# Sunulan Metin
Erişilebilirlik

IMF- Dünya Bankası Toplantıları Sona Erdi


Uluslararası Para Fonu IMF ve Dünya Bankası yıllık toplantısı sona erdi; ancak toplantı karşıtı eylemlerin maliyeti hala konuşuluyor. Başbakan Recep Tayyip Erdoğan da, “Protesto saldırı değildir. Protesto cam çerçeve indirmek değildir. Siz orada bir eylem yaparken yeni mağdurlar meydana getiriyorsunuz” diyerek tepkisini dile getirdi.

“Dünyadan yükselen çığlığa, taleplere, bu salonun dışında devam eden protestolara kulak vermemiz gerekiyor" bu ifadeleri Başbakan Erdoğan, IMF-Dünya Bankası yıllık toplantısının açılışında kullanmıştı; ancak Başbakan protestoculara tepkisini de yine aynı sözlerine gönderme yaparak gösterdi. Erdoğan, "Bunları söylerken Taksim'deki, İstiklal Caddesi'ndeki mağazaların, bankaların camlarını, çerçevelerini indirenleri kastetmiyorum" dedi. Başbakan, göstericilere 14 ayrı nokta ayrıldığını, bunun dışında eylem yapanların haksız duruma düştüklerini belirtti.

# Veri Kayıtları
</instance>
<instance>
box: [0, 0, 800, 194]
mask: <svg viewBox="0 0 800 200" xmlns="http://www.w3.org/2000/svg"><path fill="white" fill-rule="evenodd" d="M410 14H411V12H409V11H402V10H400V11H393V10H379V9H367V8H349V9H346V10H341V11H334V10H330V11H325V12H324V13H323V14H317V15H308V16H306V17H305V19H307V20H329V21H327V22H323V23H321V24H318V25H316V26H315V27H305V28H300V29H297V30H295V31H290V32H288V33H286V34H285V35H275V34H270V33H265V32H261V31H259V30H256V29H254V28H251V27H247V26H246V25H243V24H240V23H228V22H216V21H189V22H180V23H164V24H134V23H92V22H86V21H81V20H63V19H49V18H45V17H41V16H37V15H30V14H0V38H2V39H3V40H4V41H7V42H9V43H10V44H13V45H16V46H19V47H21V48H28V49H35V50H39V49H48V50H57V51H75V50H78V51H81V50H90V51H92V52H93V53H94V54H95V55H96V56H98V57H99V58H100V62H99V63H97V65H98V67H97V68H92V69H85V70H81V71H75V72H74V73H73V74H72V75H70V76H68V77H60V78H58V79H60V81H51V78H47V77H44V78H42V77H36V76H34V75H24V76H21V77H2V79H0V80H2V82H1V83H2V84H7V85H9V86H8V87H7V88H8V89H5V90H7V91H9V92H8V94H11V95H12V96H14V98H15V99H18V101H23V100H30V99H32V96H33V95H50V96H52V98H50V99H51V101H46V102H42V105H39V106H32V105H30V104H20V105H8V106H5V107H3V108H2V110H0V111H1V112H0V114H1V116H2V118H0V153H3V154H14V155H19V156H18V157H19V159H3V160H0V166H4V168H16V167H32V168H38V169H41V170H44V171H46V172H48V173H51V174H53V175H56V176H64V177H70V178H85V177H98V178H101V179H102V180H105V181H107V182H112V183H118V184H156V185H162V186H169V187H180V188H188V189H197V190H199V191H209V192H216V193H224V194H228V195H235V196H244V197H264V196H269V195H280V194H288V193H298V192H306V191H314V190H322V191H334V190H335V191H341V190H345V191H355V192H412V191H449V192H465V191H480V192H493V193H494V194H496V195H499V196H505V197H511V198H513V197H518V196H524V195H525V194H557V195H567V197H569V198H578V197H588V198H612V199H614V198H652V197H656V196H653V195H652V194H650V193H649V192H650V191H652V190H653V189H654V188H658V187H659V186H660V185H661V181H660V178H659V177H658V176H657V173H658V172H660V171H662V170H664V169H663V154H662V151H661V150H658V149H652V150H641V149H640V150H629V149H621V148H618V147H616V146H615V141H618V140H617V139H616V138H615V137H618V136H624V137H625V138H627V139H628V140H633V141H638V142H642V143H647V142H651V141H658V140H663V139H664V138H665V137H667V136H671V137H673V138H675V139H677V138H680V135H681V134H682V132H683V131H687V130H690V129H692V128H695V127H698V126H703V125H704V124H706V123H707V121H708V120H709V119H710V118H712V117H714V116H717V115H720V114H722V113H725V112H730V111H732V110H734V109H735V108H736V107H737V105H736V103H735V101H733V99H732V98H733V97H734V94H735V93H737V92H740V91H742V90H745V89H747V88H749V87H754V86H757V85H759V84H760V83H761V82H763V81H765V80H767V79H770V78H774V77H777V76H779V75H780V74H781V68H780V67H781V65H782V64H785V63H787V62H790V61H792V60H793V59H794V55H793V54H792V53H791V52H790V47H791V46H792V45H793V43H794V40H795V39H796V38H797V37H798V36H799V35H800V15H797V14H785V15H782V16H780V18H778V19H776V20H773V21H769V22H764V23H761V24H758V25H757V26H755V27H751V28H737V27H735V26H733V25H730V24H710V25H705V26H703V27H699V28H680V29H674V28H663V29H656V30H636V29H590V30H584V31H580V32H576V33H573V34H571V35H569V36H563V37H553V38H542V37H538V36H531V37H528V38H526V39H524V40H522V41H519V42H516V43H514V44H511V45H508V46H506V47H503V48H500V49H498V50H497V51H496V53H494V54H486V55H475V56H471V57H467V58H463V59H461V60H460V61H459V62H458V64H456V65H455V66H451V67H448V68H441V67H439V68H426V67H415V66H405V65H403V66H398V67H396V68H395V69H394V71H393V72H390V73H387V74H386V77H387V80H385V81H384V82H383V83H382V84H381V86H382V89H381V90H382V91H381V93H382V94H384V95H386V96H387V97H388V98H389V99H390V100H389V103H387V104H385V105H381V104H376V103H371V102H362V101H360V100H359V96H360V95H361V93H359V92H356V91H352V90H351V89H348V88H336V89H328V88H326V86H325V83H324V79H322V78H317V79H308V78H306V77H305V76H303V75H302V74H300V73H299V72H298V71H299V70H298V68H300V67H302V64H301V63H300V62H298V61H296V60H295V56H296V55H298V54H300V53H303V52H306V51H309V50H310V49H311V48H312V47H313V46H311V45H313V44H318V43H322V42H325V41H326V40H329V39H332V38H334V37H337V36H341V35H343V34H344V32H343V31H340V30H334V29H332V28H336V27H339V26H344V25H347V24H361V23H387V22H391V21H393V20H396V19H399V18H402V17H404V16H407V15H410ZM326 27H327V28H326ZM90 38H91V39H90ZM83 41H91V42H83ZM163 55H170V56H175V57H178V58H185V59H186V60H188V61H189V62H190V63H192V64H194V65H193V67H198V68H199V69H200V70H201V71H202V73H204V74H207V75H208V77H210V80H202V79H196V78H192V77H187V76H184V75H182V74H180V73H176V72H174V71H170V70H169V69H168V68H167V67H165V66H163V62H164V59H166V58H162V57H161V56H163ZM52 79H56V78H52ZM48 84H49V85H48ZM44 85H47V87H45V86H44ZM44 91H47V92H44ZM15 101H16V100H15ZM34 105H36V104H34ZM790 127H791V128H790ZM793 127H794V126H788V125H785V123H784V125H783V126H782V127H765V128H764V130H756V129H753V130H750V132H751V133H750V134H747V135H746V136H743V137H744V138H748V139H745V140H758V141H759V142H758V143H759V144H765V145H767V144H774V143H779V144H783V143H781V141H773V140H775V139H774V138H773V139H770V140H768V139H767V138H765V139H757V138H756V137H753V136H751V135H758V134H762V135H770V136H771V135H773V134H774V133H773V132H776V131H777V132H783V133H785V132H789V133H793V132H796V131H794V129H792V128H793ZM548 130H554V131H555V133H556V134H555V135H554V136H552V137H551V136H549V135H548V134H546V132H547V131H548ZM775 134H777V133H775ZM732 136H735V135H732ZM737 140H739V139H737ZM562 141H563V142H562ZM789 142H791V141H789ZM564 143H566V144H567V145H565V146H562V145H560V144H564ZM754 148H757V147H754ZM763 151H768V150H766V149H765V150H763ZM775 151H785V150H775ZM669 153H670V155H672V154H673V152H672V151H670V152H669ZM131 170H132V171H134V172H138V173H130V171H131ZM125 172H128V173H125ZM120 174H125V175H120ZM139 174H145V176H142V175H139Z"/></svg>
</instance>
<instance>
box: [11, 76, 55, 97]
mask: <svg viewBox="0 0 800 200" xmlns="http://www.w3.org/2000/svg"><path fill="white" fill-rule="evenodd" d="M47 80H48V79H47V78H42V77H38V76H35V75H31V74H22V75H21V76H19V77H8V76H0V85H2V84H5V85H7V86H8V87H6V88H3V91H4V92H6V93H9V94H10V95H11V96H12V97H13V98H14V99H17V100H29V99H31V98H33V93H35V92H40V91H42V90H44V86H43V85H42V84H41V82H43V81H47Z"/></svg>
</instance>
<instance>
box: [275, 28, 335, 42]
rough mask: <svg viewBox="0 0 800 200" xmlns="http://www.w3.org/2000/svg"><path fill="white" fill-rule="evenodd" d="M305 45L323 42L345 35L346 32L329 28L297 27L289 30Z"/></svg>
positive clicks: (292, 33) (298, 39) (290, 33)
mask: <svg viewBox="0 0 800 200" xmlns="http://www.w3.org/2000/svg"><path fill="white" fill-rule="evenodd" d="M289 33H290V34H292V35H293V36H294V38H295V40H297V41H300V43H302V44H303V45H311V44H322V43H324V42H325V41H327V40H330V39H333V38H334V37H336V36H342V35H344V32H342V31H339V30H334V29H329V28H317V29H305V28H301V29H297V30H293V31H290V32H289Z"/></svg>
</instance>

# Yapılacak İş 1
IMF-Dünya Bankası haberine göre şu soruları yanıtlayın:
(a) Erdoğan'a göre protesto hangi iki şey değildir?
(b) Erdoğan, açılışta kulak verilmesi gerektiğini söylediği sözlerle kimleri kastetmediğini belirtti?
(c) Göstericilere kaç ayrı nokta ayrıldı?
# Yapılacak İş 2
IMF-Dünya Bankası haberinin "IMF- Dünya Bankası" ifadesiyle başlayıp "tepkisini dile getirdi." ifadesiyle biten kısmını, bu son ifade de dahil, hiçbir değişiklik yapmadan yazın.

# Görev Yanıtı 1
(a) Saldırı ve cam çerçeve indirmek.
(b) Taksim'deki, İstiklal Caddesi'ndeki mağazaların, bankaların camlarını, çerçevelerini indirenleri.
(c) 14.

# Görev Yanıtı 2
IMF- Dünya Bankası Toplantıları Sona Erdi


Uluslararası Para Fonu IMF ve Dünya Bankası yıllık toplantısı sona erdi; ancak toplantı karşıtı eylemlerin maliyeti hala konuşuluyor. Başbakan Recep Tayyip Erdoğan da, “Protesto saldırı değildir. Protesto cam çerçeve indirmek değildir. Siz orada bir eylem yaparken yeni mağdurlar meydana getiriyorsunuz” diyerek tepkisini dile getirdi.